Data under study
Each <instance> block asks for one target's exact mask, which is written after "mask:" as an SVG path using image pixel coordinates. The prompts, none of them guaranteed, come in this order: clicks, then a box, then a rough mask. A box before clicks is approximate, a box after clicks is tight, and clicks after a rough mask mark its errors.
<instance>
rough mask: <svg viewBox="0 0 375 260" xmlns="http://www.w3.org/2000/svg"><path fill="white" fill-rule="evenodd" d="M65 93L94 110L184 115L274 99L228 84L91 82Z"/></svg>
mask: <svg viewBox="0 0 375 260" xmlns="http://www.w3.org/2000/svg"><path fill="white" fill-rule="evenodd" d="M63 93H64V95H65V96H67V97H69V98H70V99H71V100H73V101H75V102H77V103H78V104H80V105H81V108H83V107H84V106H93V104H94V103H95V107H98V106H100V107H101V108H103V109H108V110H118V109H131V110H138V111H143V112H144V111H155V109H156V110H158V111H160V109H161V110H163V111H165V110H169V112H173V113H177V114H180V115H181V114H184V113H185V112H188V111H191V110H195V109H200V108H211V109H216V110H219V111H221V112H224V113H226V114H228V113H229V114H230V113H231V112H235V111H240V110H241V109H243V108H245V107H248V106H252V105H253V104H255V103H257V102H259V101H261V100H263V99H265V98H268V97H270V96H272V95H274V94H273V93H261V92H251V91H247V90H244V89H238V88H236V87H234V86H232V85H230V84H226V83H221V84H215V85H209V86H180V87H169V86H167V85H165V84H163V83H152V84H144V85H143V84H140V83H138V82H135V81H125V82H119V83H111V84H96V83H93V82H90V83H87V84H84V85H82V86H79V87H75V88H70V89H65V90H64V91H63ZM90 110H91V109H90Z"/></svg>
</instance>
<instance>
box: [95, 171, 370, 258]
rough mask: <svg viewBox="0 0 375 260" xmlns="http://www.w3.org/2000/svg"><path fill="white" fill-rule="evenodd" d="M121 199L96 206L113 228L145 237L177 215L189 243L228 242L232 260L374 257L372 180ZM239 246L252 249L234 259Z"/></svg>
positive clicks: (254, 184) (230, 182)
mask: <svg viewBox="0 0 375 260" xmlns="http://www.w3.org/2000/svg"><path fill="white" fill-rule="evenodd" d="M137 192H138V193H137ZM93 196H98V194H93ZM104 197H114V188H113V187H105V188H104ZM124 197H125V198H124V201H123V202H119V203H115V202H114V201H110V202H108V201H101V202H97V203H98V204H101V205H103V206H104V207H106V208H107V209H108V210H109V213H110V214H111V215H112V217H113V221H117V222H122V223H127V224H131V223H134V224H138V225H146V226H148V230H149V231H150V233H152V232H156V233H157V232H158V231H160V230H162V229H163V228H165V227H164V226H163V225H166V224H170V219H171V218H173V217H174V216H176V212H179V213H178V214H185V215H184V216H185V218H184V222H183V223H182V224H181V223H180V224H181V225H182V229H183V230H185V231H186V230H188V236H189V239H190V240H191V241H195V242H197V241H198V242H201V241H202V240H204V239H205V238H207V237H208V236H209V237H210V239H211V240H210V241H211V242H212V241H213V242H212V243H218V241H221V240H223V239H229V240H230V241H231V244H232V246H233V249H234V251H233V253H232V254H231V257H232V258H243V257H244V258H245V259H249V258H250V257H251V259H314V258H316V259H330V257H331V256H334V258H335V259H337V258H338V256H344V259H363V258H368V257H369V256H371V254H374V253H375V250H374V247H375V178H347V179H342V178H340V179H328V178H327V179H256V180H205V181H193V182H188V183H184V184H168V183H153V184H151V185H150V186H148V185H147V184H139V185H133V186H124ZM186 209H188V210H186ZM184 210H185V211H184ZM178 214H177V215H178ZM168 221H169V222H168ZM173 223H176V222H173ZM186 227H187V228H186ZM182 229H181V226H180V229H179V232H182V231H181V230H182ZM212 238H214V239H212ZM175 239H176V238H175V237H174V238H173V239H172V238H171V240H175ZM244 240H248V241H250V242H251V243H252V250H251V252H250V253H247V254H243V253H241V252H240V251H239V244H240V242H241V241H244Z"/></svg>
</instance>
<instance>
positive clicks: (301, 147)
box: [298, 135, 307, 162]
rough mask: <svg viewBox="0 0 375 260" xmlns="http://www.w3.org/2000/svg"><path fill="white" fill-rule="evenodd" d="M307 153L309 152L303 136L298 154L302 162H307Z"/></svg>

Task item
Rewrite every line of the items above as a numbered list, omitting any blank lines.

Reply
1. Each <instance> block asks for one target's exact mask, which is written after "mask:" as an SVG path using image pixel coordinates. The prompts, none of them guaranteed, come in this order: clicks, then a box, then a rough mask. A box before clicks is approximate, a box after clicks is tight, and clicks after a rough mask mark its errors.
2. <instance>
3. rough mask: <svg viewBox="0 0 375 260" xmlns="http://www.w3.org/2000/svg"><path fill="white" fill-rule="evenodd" d="M65 93L94 110L184 115L274 99L228 84L91 82Z"/></svg>
4. mask: <svg viewBox="0 0 375 260" xmlns="http://www.w3.org/2000/svg"><path fill="white" fill-rule="evenodd" d="M63 93H64V95H65V96H67V97H69V98H70V99H71V100H73V101H75V102H77V103H78V104H80V105H81V108H83V107H84V106H93V104H94V103H95V107H98V106H100V107H101V108H103V109H108V110H118V109H131V110H138V111H143V112H144V111H155V109H156V110H158V111H160V109H161V110H163V111H165V110H169V112H173V113H177V114H180V115H181V114H184V113H185V112H188V111H191V110H195V109H200V108H211V109H216V110H219V111H221V112H224V113H226V114H228V113H229V114H230V113H231V112H235V111H240V110H241V109H243V108H245V107H248V106H252V105H253V104H255V103H257V102H259V101H261V100H263V99H265V98H268V97H270V96H272V95H274V94H273V93H261V92H251V91H247V90H244V89H238V88H236V87H234V86H232V85H230V84H226V83H221V84H215V85H209V86H180V87H169V86H167V85H165V84H163V83H152V84H144V85H143V84H140V83H138V82H135V81H125V82H119V83H111V84H96V83H93V82H90V83H87V84H84V85H82V86H79V87H75V88H70V89H65V90H64V91H63ZM90 110H91V109H90Z"/></svg>
5. </instance>
6. <instance>
7. box: [95, 171, 370, 258]
8. rough mask: <svg viewBox="0 0 375 260" xmlns="http://www.w3.org/2000/svg"><path fill="white" fill-rule="evenodd" d="M121 199L96 206L113 228L145 237L177 215L189 243L228 242L232 260L374 257L372 180ZM239 246L252 249L234 259Z"/></svg>
9. positive clicks: (254, 184) (230, 182)
10. mask: <svg viewBox="0 0 375 260" xmlns="http://www.w3.org/2000/svg"><path fill="white" fill-rule="evenodd" d="M137 192H138V193H137ZM93 196H98V194H93ZM104 197H114V188H113V187H105V188H104ZM124 197H125V198H124V201H123V202H119V203H115V202H114V201H110V202H108V201H101V202H97V203H98V204H101V205H103V206H104V207H106V208H107V209H108V210H109V213H110V214H111V215H112V217H113V221H117V222H122V223H127V224H131V223H134V224H138V225H146V226H148V230H149V231H150V233H152V232H156V233H157V232H158V231H160V230H162V229H163V228H165V227H164V226H163V225H166V224H170V219H171V218H173V217H174V216H176V212H179V213H178V214H185V215H184V216H185V218H184V222H183V223H182V224H181V223H180V224H181V225H182V229H183V230H185V231H186V230H188V236H189V239H190V240H191V241H195V242H197V241H198V242H201V241H202V240H204V239H205V238H207V237H208V236H209V237H210V239H211V240H210V241H211V242H212V241H213V242H212V243H218V241H221V240H223V239H229V240H230V241H231V244H232V246H233V249H234V251H233V253H232V254H231V257H232V258H243V257H244V258H245V259H249V258H250V257H251V259H314V258H316V259H330V257H331V256H334V258H335V259H337V258H338V256H344V259H363V258H368V257H369V256H371V254H374V253H375V250H374V247H375V178H347V179H342V178H340V179H328V178H327V179H256V180H205V181H193V182H188V183H184V184H168V183H153V184H151V185H150V186H148V185H147V184H139V185H133V186H124ZM186 209H188V210H186ZM184 210H185V211H184ZM178 214H177V215H178ZM168 221H169V222H168ZM173 223H176V222H173ZM186 227H187V228H186ZM182 229H181V226H180V229H179V232H182V231H181V230H182ZM212 238H214V239H212ZM175 239H176V238H175V237H174V238H173V239H172V238H171V240H175ZM244 240H248V241H250V242H251V243H252V250H251V252H250V253H247V254H243V253H241V252H240V251H239V244H240V242H241V241H244Z"/></svg>
11. </instance>
12. <instance>
13. positive clicks: (301, 147)
14. box: [298, 135, 307, 162]
15. rough mask: <svg viewBox="0 0 375 260" xmlns="http://www.w3.org/2000/svg"><path fill="white" fill-rule="evenodd" d="M307 153L309 152L303 136L298 154L302 162H307Z"/></svg>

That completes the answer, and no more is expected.